## GOAL
Identify every line of the data that contains the word "weathered" and copy each of those lines.

## SUPPLIED MATERIAL
* BEGIN *

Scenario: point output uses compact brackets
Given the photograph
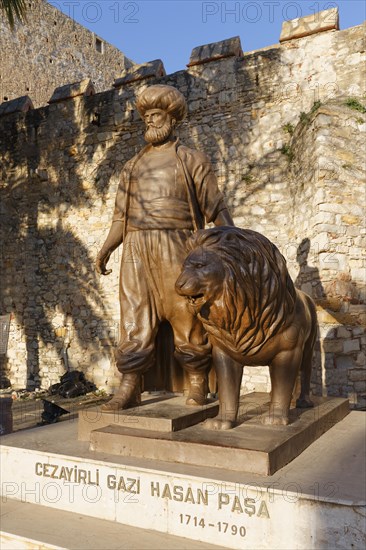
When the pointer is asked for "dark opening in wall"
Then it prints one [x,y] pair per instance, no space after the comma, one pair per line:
[99,45]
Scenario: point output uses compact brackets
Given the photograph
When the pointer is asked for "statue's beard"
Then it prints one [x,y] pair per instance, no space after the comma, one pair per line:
[158,135]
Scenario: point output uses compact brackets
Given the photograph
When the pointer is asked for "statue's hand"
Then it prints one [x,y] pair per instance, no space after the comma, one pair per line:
[101,263]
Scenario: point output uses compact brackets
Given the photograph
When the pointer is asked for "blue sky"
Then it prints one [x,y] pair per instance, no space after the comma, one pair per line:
[169,29]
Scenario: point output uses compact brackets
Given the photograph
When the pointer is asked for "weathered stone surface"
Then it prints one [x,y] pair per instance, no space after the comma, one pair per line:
[60,171]
[304,26]
[18,105]
[69,91]
[217,50]
[52,49]
[151,69]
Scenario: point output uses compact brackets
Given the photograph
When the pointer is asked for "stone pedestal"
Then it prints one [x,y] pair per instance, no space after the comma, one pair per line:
[173,432]
[6,415]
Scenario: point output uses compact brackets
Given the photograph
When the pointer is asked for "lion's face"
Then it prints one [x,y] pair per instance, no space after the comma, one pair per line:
[201,279]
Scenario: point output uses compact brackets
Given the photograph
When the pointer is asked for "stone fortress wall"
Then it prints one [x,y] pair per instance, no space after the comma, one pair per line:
[284,127]
[51,49]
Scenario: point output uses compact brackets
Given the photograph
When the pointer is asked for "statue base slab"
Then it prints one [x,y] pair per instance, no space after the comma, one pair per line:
[163,414]
[249,447]
[316,501]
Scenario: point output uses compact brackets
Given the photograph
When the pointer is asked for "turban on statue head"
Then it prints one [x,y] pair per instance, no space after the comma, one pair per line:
[163,97]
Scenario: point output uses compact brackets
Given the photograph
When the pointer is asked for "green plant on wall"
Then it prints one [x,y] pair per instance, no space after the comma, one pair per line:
[288,128]
[305,117]
[354,104]
[14,10]
[287,150]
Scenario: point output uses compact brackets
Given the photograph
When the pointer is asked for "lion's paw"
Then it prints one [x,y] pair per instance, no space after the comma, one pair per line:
[218,424]
[273,420]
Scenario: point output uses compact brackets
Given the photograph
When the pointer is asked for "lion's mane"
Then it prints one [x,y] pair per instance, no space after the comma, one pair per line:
[258,293]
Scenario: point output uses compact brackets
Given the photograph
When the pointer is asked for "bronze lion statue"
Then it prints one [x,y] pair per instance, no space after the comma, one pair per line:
[238,284]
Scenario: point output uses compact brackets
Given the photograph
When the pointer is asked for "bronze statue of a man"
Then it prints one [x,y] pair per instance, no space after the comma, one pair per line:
[166,192]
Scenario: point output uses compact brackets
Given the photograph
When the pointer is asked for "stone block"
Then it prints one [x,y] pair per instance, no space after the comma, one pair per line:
[18,105]
[311,24]
[216,50]
[151,69]
[68,91]
[351,345]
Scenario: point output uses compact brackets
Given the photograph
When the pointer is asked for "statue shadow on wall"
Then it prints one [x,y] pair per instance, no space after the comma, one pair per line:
[51,273]
[331,364]
[52,256]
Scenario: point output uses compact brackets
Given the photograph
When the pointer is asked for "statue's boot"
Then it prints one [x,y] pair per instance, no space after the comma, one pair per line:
[128,395]
[198,390]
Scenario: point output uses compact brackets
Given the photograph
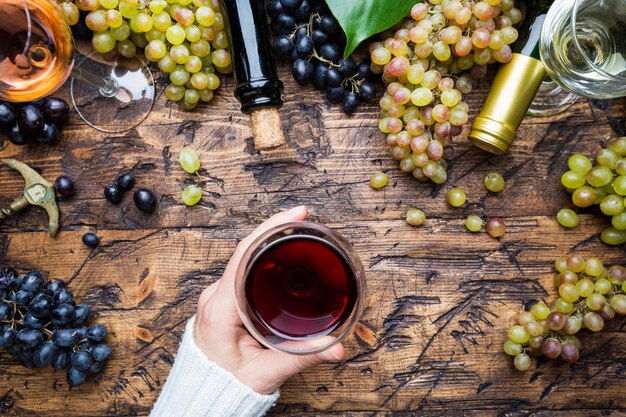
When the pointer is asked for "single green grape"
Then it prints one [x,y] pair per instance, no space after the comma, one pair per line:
[579,163]
[494,182]
[378,180]
[415,217]
[189,160]
[456,197]
[192,194]
[573,179]
[522,362]
[511,348]
[612,236]
[473,223]
[540,310]
[567,218]
[518,334]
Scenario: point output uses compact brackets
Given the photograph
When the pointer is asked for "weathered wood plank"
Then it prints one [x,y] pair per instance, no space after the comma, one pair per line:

* END *

## EXPECTED OUTPUT
When the pointer is asked for "weathered stone surface"
When the pointer is asked for "weathered wood plank"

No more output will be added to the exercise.